* Given exercise 1 *
Type out everything in the records from the line containing "In this exercise you will tag the airplane in" down to the end of the records, both ends included, keeping each line unchanged.

* Text passage *
- - -

# Recommender Engine using Spark ALS

This project focuses on using the "Alternating Least Squares (ALS)" algorithm from Spark to build a recommendation engine for musical instruments

The data for this has been taken from actual Amazon reviews. It can be downloaded from the below link:

http://deepyeti.ucsd.edu/jianmo/amazon/index.html

You can just replace the datasets with any of the review datasets available like appliances, books, software etc. and it will return the corresponding recommendations

You need to download both these datasets:
<br>1) Reviews data
<br>2) Meta data (has the product descriptions)

#### Import the required libraries

In [28]:
import pandas as pd
from pyspark.sql import SparkSession
from pyspark.sql import DataFrame

from pyspark.ml.evaluation import RegressionEvaluator
from pyspark.ml.recommendation import ALS, ALSModel

from pyspark.ml.feature import StringIndexer
from pyspark.ml import Pipeline
from pyspark.sql.functions import col, explode
from pyspark.ml.tuning import ParamGridBuilder, TrainValidationSplit

#### Create a spark session

In [2]:
spark = SparkSession.builder.appName("Recommender").getOrCreate()

#### Read in the Reviews data and the Meta data for the product details

In [3]:
df = spark.read.json(r'E:\Machine Learning\Data\Musical Instruments Review\Musical_Instruments.json')
df_meta = spark.read.json(r'E:\Machine Learning\Data\Musical Instruments Review\meta_Musical_Instruments.json')

Check the columns in the reviews data

In [4]:
print(df.columns)

['asin', 'image', 'overall', 'reviewText', 'reviewTime', 'reviewerID', 'reviewerName', 'style', 'summary', 'unixReviewTime', 'verified', 'vote']


Check the columns in the meta data

In [5]:
print(df_meta.columns)

['also_buy', 'also_view', 'asin', 'brand', 'category', 'date', 'description', 'details', 'feature', 'fit', 'image', 'main_cat', 'price', 'rank', 'similar_item', 'tech1', 'tech2', 'title']


Select only the UserID, ProductID and the Rating columns from the Reviews data

In [6]:
df_reviews = df.select(['reviewerID','asin','overall'])

- - -

* Records provided *
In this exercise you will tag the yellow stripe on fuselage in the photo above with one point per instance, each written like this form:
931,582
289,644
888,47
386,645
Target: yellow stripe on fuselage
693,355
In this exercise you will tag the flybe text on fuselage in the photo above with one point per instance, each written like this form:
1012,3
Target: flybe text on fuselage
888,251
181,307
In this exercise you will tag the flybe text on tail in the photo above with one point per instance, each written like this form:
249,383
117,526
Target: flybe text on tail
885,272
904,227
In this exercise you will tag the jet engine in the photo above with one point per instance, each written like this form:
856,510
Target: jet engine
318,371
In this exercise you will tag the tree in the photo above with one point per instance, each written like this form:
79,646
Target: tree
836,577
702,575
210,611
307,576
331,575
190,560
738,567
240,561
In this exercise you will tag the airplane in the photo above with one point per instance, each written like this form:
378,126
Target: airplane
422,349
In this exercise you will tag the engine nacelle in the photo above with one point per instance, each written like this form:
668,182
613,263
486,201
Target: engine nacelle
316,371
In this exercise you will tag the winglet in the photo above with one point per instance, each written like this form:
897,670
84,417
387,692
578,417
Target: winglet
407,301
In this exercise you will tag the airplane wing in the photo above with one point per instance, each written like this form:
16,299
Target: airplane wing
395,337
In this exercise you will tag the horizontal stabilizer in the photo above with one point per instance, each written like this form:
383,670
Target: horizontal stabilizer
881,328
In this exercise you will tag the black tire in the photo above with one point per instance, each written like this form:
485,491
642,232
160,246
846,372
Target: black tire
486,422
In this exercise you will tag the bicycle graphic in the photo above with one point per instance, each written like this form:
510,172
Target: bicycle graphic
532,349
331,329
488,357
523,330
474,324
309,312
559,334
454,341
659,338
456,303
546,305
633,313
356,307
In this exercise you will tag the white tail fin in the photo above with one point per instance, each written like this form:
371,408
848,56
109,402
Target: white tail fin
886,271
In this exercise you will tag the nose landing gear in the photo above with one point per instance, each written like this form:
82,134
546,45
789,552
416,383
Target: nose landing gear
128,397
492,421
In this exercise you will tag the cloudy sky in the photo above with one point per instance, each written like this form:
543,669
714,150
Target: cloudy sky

- - -

* Given exercise 2 *
Based on the Spark ALS recommender text, say whether each statement agrees with it, and quote the deciding words: (a) The data was taken from actual Amazon reviews. (b) Only one dataset has to be downloaded. (c) The selection from the Reviews data keeps the 'overall' column.

* Final result 1 *
In this exercise you will tag the airplane in the photo above with one point per instance, each written like this form:
378,126
Target: airplane
422,349
In this exercise you will tag the engine nacelle in the photo above with one point per instance, each written like this form:
668,182
613,263
486,201
Target: engine nacelle
316,371
In this exercise you will tag the winglet in the photo above with one point per instance, each written like this form:
897,670
84,417
387,692
578,417
Target: winglet
407,301
In this exercise you will tag the airplane wing in the photo above with one point per instance, each written like this form:
16,299
Target: airplane wing
395,337
In this exercise you will tag the horizontal stabilizer in the photo above with one point per instance, each written like this form:
383,670
Target: horizontal stabilizer
881,328
In this exercise you will tag the black tire in the photo above with one point per instance, each written like this form:
485,491
642,232
160,246
846,372
Target: black tire
486,422
In this exercise you will tag the bicycle graphic in the photo above with one point per instance, each written like this form:
510,172
Target: bicycle graphic
532,349
331,329
488,357
523,330
474,324
309,312
559,334
454,341
659,338
456,303
546,305
633,313
356,307
In this exercise you will tag the white tail fin in the photo above with one point per instance, each written like this form:
371,408
848,56
109,402
Target: white tail fin
886,271
In this exercise you will tag the nose landing gear in the photo above with one point per instance, each written like this form:
82,134
546,45
789,552
416,383
Target: nose landing gear
128,397
492,421
In this exercise you will tag the cloudy sky in the photo above with one point per instance, each written like this form:
543,669
714,150
Target: cloudy sky

* Final result 2 *
(a) Yes: "The data for this has been taken from actual Amazon reviews."
(b) No: "You need to download both these datasets"
(c) Yes: "df_reviews = df.select(['reviewerID','asin','overall'])"